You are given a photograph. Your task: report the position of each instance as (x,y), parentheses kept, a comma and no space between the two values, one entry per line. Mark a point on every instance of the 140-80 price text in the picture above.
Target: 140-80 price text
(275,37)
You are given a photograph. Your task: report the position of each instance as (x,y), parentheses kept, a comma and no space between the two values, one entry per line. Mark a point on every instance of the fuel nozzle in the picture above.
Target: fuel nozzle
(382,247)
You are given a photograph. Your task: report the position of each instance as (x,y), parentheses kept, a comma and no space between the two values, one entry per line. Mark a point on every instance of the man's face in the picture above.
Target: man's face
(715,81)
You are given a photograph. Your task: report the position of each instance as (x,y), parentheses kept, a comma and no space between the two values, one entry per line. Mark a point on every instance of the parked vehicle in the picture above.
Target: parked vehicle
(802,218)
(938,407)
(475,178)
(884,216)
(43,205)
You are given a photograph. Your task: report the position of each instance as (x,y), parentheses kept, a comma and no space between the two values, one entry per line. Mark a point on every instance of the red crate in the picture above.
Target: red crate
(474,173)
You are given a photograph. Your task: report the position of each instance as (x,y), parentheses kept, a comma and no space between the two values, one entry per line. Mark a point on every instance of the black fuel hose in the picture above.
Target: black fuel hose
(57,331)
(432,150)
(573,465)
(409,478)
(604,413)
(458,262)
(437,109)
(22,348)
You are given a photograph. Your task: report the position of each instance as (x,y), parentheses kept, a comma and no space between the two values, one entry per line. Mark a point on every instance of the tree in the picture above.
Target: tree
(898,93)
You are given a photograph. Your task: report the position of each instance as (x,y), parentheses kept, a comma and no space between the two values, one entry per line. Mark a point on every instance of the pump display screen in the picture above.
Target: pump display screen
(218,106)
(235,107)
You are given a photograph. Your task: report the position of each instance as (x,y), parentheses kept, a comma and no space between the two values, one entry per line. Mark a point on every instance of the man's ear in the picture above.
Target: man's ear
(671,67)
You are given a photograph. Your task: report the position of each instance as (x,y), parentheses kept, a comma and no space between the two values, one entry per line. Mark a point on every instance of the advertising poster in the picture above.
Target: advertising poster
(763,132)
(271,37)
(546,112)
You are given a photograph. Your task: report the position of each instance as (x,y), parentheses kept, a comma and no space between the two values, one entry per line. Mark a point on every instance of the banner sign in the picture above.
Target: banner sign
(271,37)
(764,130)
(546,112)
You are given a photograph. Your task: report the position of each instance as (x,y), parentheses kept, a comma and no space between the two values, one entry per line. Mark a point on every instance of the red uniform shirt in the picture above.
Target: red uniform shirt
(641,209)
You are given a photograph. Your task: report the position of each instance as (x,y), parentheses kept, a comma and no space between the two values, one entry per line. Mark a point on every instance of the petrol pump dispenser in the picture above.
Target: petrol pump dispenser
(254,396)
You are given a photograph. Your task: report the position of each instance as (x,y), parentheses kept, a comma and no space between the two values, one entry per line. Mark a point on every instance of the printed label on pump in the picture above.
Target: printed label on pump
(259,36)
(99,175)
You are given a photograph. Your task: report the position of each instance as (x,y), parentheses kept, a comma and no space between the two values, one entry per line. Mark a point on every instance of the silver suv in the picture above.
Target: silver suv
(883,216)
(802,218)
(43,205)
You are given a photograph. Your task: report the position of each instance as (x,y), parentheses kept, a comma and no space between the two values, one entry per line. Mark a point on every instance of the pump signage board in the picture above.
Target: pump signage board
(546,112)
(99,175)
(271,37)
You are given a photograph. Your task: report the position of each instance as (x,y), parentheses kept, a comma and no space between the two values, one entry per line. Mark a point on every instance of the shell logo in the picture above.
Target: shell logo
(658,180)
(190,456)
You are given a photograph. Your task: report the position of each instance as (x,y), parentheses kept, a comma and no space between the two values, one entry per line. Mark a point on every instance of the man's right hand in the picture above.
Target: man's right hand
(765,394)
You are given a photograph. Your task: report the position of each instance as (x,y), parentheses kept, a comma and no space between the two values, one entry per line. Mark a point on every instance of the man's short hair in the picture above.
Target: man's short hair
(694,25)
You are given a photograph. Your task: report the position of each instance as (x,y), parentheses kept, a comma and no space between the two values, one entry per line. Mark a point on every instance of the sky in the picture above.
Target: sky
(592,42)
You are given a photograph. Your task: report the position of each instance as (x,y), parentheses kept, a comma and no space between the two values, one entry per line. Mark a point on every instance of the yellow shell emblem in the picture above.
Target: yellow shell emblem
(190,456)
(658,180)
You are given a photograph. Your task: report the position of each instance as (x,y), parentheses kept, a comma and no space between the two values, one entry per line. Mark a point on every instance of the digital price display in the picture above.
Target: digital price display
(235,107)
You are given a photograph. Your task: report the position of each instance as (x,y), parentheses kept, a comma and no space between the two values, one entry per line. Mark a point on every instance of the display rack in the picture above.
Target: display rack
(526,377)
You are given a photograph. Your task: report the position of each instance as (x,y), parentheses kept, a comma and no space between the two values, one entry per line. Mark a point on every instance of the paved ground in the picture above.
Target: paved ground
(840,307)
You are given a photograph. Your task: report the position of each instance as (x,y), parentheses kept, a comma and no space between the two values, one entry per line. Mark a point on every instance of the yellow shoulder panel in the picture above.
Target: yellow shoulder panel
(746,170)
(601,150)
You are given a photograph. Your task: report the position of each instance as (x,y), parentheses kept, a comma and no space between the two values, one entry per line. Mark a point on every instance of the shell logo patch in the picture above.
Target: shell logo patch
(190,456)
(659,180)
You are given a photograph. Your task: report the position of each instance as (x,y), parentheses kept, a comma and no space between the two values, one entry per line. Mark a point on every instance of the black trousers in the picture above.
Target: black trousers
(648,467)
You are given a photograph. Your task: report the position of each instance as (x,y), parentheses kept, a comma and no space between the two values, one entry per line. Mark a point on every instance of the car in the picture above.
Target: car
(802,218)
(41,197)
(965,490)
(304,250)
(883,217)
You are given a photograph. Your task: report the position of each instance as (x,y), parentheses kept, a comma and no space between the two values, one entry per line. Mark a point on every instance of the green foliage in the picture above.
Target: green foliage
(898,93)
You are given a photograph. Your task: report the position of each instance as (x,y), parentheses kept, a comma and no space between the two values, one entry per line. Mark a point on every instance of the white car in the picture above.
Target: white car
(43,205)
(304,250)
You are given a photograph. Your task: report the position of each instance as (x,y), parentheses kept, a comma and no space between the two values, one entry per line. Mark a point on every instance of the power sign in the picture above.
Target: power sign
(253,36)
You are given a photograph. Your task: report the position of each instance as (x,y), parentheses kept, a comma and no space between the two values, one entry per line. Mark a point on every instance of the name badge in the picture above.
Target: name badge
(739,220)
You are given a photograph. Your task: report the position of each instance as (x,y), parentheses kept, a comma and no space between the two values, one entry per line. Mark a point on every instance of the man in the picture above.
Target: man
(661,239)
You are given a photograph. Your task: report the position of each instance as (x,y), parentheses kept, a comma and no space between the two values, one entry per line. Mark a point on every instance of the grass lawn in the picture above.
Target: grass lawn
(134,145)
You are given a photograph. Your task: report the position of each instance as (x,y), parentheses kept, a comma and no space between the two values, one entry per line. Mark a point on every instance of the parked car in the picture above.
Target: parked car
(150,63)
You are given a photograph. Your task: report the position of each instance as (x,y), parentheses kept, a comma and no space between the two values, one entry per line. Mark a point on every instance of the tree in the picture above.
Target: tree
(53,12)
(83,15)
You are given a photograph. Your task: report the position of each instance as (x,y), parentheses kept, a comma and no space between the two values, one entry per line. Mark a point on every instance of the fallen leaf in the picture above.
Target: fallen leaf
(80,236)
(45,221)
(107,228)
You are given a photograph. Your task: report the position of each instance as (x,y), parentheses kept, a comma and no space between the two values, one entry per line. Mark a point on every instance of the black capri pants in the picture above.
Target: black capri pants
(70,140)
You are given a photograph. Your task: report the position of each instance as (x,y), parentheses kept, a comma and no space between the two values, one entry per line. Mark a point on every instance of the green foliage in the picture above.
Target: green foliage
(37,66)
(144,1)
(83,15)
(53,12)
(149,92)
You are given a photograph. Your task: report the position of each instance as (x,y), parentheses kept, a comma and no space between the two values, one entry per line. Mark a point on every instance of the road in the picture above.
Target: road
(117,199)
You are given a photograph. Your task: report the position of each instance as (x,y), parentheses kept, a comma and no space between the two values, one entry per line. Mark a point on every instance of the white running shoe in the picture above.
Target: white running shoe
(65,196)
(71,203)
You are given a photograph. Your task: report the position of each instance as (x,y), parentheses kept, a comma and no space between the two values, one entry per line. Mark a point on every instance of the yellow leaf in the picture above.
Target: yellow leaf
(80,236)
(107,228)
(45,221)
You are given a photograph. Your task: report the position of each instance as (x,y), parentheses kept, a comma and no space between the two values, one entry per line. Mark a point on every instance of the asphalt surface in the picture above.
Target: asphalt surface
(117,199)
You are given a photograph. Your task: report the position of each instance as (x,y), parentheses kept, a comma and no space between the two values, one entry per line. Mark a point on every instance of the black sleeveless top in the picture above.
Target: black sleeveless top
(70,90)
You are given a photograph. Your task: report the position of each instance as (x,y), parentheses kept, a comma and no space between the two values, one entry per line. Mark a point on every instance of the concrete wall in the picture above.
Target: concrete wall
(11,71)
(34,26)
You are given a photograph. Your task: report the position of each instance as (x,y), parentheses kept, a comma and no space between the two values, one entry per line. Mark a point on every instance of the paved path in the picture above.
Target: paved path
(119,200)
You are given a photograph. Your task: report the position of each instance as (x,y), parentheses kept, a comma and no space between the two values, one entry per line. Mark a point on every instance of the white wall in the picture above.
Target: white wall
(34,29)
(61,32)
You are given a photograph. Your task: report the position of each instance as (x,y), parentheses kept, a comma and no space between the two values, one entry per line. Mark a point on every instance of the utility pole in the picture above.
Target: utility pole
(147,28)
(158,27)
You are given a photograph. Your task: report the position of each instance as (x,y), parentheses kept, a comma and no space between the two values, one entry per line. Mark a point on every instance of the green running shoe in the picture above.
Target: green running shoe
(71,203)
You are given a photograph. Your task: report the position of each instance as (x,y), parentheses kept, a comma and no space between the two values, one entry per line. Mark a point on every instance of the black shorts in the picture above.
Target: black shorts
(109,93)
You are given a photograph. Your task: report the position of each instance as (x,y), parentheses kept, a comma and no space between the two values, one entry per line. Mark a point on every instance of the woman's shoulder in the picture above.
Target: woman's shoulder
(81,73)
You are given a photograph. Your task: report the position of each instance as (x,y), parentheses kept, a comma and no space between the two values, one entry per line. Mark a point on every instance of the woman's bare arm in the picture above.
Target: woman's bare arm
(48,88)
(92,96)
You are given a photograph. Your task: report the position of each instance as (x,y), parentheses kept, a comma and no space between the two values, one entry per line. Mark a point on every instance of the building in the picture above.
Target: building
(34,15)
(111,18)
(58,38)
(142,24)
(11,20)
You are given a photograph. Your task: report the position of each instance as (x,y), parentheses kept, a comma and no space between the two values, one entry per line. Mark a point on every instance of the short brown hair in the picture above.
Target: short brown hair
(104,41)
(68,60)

#### Your assignment
Output exactly the line containing "pole in the picture above." together with every line after it, ending at the final line of the entries.

#### Written solution
You are given a photograph. Your task: report the position of each instance as (x,y), parentheses kept, a comma and no space between the two values, one entry per line. Mark a point on every instance of the utility pole in the picture above.
Target: utility pole
(147,28)
(158,27)
You are given a photograph. Your task: report the position of each instance as (x,y), parentheses kept, a comma and no space between the two values, one entry per line. Mark a point on every instance of the green running shoe in the picture above.
Target: green running shoe
(71,203)
You are given a photograph. Your task: report the position of each instance as (x,y), parentheses kept, a comma and no space between the two values, one entry per line. Mark a point on every instance of the black shorts in the picture above.
Target: black shorts
(109,93)
You are given a photograph. Your task: report the position of each instance as (x,y), parentheses kept, a comma and no space between the two values, one entry per line. Mark a point on every instance of the woman's shoulder in the picture above.
Target: woman's shoulder
(81,73)
You are given a photograph. Your task: report the position of each instance as (x,y), parentheses kept, a comma and no space between the two values, one entry per line. Mark a point on every instance of the woman's bare arm in the picture above.
Target: woman's bare arm
(48,88)
(92,96)
You are given a photograph. Your task: report the position of each instance as (x,y), parentheses kept, a comma and no space between the two values, one entry per line. Mark a point on every instance of the building in the picture above.
Target: building
(34,15)
(111,18)
(58,38)
(142,24)
(11,20)
You are given a photograph. Your task: report the position of each instance as (x,y), parentheses kept, a comma and no space between the two values, one entry per line. Mark a point on every instance of the short brown hair in the picture above.
Target: short brown hair
(104,41)
(68,60)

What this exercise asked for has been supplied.